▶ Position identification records
»»

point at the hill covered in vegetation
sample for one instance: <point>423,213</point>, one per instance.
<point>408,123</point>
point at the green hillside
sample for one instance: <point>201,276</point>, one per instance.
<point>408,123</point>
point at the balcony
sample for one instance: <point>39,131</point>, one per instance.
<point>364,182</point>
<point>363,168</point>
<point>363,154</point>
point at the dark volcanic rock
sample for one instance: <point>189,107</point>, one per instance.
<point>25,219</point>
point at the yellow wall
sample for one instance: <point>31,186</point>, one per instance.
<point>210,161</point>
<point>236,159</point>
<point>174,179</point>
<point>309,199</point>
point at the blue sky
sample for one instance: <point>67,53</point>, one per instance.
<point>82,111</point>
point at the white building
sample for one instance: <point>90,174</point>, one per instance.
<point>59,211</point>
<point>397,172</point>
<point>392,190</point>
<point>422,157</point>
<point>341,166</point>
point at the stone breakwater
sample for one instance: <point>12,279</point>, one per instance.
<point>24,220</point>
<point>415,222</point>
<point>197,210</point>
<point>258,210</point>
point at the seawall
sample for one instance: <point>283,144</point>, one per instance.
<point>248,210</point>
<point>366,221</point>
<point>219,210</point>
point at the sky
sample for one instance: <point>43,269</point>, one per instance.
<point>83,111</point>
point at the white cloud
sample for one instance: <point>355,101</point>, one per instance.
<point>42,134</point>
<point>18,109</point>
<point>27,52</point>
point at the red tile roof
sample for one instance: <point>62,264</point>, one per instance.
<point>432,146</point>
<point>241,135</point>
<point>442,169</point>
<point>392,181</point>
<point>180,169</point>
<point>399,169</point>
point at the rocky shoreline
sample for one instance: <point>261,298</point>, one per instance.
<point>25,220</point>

««

▶ EXERCISE INSTRUCTIONS
Reproduce all of the data above line for line, without changing anything.

▶ COMPLETE ANSWER
point at the hill covered in vegetation
sample for one instance: <point>423,213</point>, one per instance.
<point>408,123</point>
point at the green hillside
sample for one instance: <point>201,276</point>, one per instance.
<point>408,123</point>
point at the balcony
sample for one instance: <point>39,131</point>, one per instance.
<point>364,182</point>
<point>363,168</point>
<point>363,154</point>
point at the dark volcanic rock
sample for one instance: <point>189,107</point>, one per instance.
<point>25,219</point>
point at the yellow wall
sample for one instance: <point>31,186</point>, one per instance.
<point>210,161</point>
<point>236,159</point>
<point>174,179</point>
<point>309,199</point>
point at the blue sky
sample for one instance: <point>67,53</point>, one per instance.
<point>82,111</point>
point at the white building
sample for one instance: <point>90,174</point>, one per instance.
<point>59,211</point>
<point>397,172</point>
<point>392,190</point>
<point>422,157</point>
<point>341,166</point>
point at the stone breakwater
sample for one instance: <point>12,279</point>, one per instance.
<point>24,220</point>
<point>415,222</point>
<point>197,210</point>
<point>258,210</point>
point at the seawall
sample for one instance: <point>283,144</point>, one per instance.
<point>248,210</point>
<point>366,221</point>
<point>219,210</point>
point at the sky
sample for one instance: <point>43,269</point>, one per instance.
<point>83,111</point>
point at the white cloud
sample for one instance: <point>355,101</point>, one per instance.
<point>42,134</point>
<point>18,109</point>
<point>27,52</point>
point at the red tile roof
sample for one instance: <point>62,264</point>, one per instance.
<point>432,146</point>
<point>241,135</point>
<point>442,169</point>
<point>392,181</point>
<point>180,169</point>
<point>399,169</point>
point at the rocky shoreline
sample for one instance: <point>261,298</point>, one per instance.
<point>25,220</point>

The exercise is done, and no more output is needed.